## ABOUT THIS TASK
Only the lines from the one with "of the fingers;" to the end of the data below should be returned, each exactly as it stands.

## GIVEN DATA

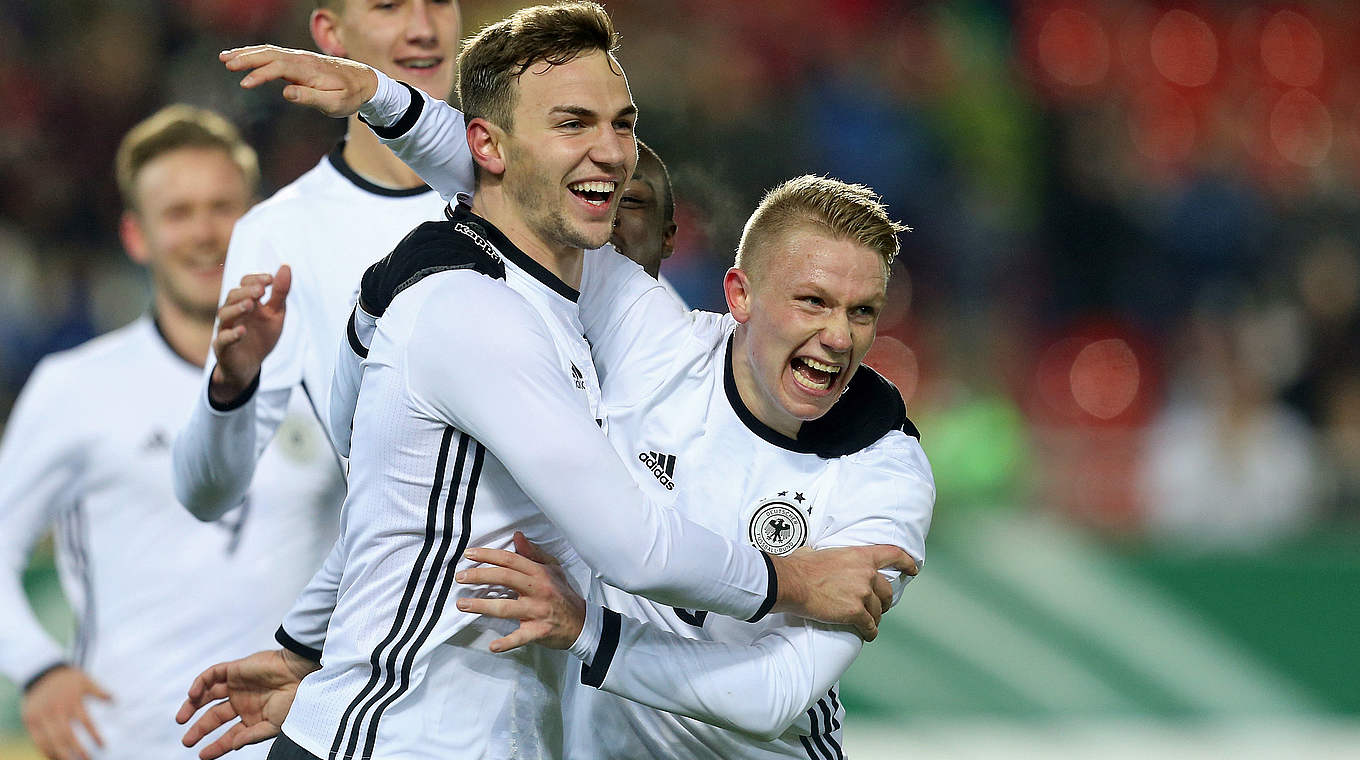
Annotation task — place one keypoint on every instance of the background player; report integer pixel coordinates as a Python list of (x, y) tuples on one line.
[(316, 235), (550, 124), (87, 453)]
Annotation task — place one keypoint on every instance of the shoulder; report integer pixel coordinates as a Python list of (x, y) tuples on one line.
[(90, 365), (869, 409), (430, 249)]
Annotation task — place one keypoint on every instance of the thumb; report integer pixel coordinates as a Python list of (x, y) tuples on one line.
[(282, 283), (895, 558), (529, 549)]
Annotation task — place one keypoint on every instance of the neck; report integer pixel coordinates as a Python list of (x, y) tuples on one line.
[(493, 204), (188, 335), (748, 389), (374, 162)]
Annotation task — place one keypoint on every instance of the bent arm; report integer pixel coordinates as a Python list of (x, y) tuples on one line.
[(425, 132), (711, 681), (513, 399), (40, 462)]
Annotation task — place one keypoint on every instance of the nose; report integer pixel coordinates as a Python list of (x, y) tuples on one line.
[(835, 333), (612, 150), (419, 25)]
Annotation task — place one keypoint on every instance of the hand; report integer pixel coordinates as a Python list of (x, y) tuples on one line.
[(257, 689), (551, 613), (248, 329), (333, 86), (53, 704), (841, 586)]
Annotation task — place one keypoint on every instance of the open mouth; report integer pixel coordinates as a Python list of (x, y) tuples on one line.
[(596, 193), (812, 374), (420, 63)]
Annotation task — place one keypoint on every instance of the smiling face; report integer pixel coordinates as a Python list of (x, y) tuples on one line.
[(415, 41), (570, 150), (807, 318), (187, 203)]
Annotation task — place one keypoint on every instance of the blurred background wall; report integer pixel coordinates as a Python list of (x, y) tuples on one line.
[(1128, 318)]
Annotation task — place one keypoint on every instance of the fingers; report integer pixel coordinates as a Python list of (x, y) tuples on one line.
[(527, 548), (502, 559), (491, 575), (282, 284), (237, 737), (211, 721), (881, 590), (888, 555), (507, 609)]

## EXERCISE ANSWER
Annotation task — place one keypoint on every instance of the fingers; report integer pixel coordinates as a Python list of (x, y) tuples on one line.
[(527, 548), (502, 559), (491, 575), (282, 284), (237, 737), (211, 721), (881, 590), (888, 555), (507, 609)]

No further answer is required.